* BEGIN *

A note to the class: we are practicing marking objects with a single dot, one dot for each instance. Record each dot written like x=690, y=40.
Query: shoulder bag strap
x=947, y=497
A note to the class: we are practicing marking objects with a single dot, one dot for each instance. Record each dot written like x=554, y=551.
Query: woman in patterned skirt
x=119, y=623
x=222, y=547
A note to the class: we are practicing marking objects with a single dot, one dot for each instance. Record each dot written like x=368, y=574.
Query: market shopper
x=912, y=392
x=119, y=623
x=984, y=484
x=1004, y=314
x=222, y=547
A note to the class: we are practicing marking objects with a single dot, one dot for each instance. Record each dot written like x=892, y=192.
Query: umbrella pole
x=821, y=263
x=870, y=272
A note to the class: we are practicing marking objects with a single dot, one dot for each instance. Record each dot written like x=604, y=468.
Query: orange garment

* END *

### AIM OF THE TASK
Starting at the line that contains "like x=604, y=468." and ending after the last line of the items, rewrite those lines with "orange" changed to "blue".

### RESPONSE TO THE EXERCISE
A note to the class: we are practicing marking objects with a single dot, one dot for each instance. Record each dot written like x=604, y=468.
Query: blue garment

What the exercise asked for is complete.